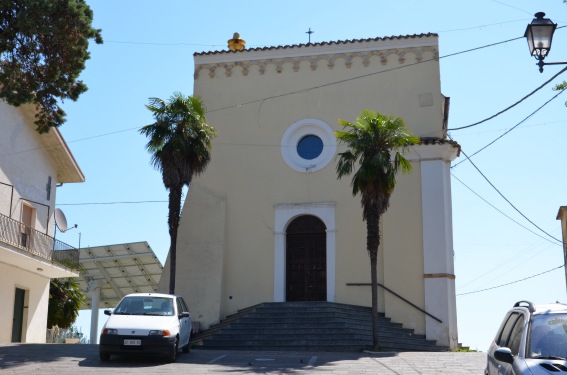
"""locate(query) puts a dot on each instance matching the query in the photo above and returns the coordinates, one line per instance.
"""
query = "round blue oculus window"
(309, 147)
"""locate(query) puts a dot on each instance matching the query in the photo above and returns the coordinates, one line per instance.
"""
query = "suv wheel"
(104, 356)
(187, 348)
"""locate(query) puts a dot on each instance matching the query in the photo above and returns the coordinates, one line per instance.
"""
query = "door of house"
(306, 260)
(18, 320)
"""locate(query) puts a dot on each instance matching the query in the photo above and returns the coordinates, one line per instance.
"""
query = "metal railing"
(37, 243)
(399, 297)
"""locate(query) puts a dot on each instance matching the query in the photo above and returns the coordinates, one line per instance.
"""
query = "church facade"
(269, 221)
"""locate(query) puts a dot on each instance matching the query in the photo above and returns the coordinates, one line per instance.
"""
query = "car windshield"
(548, 337)
(145, 305)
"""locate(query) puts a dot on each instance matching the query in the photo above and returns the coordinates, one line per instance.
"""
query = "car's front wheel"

Instructions for the task:
Give each record above back word for word, but carry over none of the pictures.

Response to the exercise:
"""locate(query) puts a dot on each instance matching the query in the photo above and returns the coordinates, one line per instance.
"""
query = "round blue oculus window"
(309, 147)
"""locate(query) puts a dot on each instance matching the query in the photo above and returns the coordinates, one line per instance.
"""
query = "suv wheel"
(104, 356)
(187, 348)
"""locate(query) puts a dot on each instance matching the query in the photo above and returns the coordinates, one line per instance.
"""
query = "door of house"
(306, 260)
(18, 320)
"""locate(query) puts a dot on each instance matching the query in the photo above and returns the coordinates, one line per instance.
"""
query = "metal railing"
(37, 243)
(399, 297)
"""locate(query) puts a dot on each instance matching the query in the photo above and returns the coordinates, one line per instance.
"""
query = "church facade"
(269, 221)
"""locate(query) puts a dot on each instance matching the query in the photo above and returns the coordinates, one line per instance.
"""
query = "car windshield"
(548, 337)
(145, 305)
"""locate(query) puts a dot on each instance matching the query in the photo above and returns the coordinates, one line per instance.
"""
query = "car's front wheel"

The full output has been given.